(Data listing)
------------------------------------------------------------

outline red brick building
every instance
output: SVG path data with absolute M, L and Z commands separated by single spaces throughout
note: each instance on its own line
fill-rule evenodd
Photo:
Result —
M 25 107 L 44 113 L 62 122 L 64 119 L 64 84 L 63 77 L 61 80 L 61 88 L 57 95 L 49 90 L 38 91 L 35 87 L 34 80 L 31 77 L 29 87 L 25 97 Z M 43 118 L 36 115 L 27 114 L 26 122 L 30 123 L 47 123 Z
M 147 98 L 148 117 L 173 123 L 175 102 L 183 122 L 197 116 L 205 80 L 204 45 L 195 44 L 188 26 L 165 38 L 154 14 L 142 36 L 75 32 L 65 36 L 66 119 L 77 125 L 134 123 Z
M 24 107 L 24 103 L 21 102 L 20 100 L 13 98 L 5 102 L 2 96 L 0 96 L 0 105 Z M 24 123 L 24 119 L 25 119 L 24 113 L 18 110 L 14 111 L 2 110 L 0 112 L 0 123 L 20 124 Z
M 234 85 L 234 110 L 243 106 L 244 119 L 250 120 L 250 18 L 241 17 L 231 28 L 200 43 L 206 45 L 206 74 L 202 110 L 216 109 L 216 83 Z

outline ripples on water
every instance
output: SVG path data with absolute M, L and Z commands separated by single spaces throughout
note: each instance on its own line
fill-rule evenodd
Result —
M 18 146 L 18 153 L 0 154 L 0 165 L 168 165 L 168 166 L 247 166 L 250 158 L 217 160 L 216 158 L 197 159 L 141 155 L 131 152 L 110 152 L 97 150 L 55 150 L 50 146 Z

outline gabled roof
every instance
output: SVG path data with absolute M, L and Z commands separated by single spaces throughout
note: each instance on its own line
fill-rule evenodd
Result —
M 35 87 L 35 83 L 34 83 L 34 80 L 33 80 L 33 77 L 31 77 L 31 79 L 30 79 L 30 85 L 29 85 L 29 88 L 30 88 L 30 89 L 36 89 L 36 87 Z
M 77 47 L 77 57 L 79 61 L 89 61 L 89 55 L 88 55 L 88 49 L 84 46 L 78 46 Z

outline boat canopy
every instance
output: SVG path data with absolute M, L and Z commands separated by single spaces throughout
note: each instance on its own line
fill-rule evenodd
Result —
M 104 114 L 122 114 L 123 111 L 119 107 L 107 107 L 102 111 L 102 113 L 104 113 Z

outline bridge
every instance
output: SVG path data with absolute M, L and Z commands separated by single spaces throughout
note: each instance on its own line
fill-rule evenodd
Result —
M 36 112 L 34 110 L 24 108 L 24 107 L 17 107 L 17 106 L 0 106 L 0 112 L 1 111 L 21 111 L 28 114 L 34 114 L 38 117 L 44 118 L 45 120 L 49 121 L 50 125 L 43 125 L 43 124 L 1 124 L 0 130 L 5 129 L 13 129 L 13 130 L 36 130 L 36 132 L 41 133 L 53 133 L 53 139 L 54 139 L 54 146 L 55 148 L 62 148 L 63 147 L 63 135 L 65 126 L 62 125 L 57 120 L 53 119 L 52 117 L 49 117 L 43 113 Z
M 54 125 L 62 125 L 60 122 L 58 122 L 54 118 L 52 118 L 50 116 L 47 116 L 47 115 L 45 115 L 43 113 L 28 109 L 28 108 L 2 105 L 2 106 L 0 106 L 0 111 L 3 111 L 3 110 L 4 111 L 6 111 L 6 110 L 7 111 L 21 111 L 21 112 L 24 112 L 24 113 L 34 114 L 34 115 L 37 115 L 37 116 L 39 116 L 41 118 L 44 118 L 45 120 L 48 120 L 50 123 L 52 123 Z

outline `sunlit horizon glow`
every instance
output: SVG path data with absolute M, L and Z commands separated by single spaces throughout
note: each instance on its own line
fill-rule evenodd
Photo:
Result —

------------------------------------------------------------

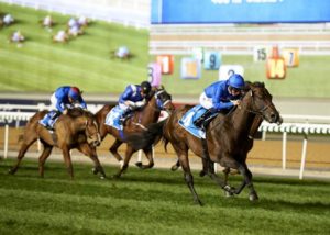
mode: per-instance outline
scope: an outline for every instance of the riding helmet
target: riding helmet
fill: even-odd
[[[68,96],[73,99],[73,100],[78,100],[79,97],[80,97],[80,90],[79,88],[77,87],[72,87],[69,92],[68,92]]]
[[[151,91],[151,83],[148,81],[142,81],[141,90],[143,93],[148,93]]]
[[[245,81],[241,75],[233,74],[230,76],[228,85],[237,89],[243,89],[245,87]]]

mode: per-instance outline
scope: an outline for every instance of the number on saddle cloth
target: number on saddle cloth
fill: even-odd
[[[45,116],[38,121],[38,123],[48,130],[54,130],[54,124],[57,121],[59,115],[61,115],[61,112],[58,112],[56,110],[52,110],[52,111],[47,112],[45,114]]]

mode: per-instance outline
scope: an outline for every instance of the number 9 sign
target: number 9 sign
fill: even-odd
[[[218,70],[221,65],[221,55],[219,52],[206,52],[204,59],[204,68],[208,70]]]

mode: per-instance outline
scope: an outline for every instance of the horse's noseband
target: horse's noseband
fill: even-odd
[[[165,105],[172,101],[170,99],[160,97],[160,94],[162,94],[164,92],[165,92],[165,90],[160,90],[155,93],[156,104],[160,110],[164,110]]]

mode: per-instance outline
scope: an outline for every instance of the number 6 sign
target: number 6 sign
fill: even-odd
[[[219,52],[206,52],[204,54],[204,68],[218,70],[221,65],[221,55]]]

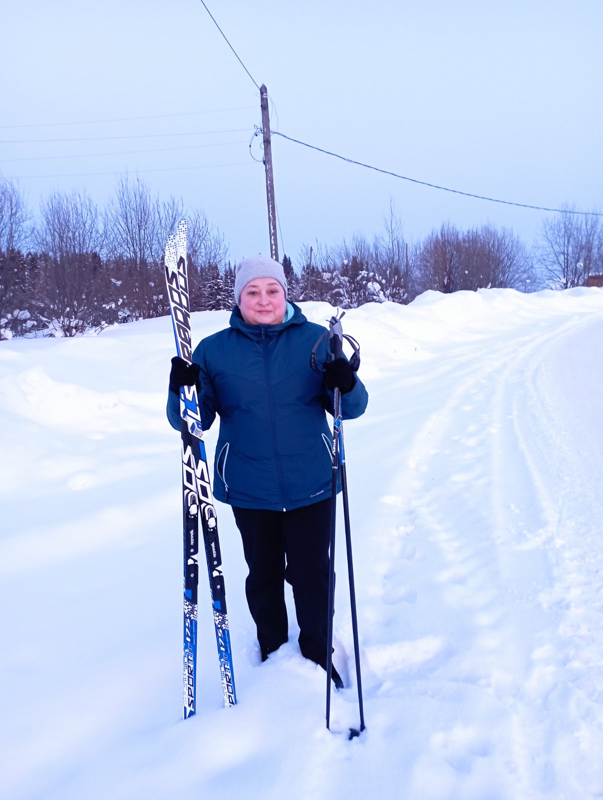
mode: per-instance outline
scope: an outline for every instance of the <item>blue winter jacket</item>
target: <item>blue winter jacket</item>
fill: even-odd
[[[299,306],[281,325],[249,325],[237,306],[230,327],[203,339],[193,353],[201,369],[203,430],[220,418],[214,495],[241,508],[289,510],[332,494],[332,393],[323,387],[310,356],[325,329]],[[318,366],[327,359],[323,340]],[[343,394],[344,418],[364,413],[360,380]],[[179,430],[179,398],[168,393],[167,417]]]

------------------------------------------------------------

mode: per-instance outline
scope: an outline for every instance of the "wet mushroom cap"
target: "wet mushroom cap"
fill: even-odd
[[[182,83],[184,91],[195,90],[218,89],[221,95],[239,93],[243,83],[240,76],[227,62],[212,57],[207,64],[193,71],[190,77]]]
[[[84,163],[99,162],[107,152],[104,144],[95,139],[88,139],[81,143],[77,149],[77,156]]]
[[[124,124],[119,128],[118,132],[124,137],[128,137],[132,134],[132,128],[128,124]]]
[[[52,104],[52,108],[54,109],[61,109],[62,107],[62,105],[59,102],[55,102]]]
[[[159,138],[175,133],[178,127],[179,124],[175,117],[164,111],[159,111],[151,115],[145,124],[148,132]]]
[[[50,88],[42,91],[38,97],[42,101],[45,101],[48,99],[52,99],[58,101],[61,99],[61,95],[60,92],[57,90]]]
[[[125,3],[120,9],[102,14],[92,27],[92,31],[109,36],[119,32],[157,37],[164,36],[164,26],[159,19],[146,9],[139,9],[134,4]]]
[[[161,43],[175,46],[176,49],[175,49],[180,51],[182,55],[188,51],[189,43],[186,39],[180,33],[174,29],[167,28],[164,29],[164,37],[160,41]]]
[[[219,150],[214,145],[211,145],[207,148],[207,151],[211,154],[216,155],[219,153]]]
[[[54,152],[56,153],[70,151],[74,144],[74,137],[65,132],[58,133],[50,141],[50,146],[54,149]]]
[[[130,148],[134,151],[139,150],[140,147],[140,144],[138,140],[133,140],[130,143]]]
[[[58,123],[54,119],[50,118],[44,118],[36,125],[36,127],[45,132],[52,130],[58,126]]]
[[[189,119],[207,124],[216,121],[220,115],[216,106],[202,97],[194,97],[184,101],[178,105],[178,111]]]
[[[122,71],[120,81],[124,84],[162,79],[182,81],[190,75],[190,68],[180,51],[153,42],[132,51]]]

------------------------------------------------------------

Identify every line of the data above that contains the string "horse" and copy each of those lines.

scope: an outline for every instance of the horse's noseband
target: horse's noseband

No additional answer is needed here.